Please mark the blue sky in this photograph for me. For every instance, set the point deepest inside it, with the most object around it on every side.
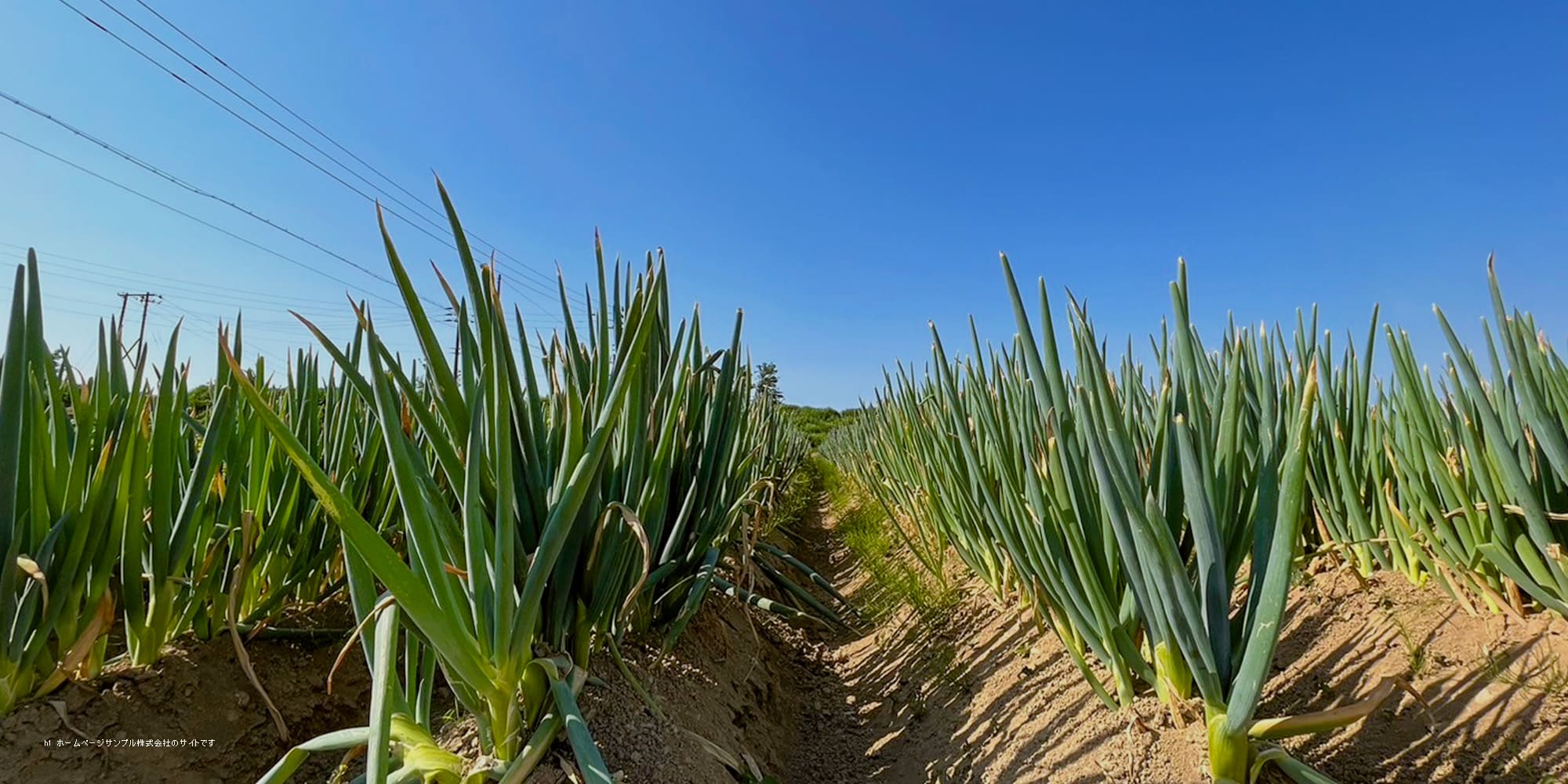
(843, 172)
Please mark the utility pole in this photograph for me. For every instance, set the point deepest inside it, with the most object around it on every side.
(147, 302)
(457, 335)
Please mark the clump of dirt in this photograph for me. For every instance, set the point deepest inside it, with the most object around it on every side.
(197, 697)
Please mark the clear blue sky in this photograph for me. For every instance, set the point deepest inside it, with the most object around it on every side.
(844, 172)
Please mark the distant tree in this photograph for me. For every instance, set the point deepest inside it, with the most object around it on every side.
(769, 383)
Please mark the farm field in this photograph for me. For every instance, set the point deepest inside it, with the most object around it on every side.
(611, 554)
(518, 393)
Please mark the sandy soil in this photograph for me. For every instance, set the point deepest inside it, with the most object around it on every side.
(981, 699)
(990, 699)
(197, 694)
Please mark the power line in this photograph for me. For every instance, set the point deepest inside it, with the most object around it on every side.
(264, 132)
(208, 294)
(176, 53)
(187, 186)
(128, 189)
(435, 211)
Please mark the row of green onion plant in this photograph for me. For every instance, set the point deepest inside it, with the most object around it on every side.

▸ **STATED PROBLEM**
Copy the items word for word, from the line that contains "Please mark the power" through the final line of the items, including both of those lines.

▸ **FINAL RESULT**
Please mark the power line in this photograph for me. For every instance, set the point deepest inside it, with the most object around it on every side.
(264, 132)
(208, 294)
(176, 53)
(187, 186)
(128, 189)
(435, 211)
Please mark the row of green onion plant in this photograph for me. For every instance, set the point deepest inside it, with the most object around it on every side.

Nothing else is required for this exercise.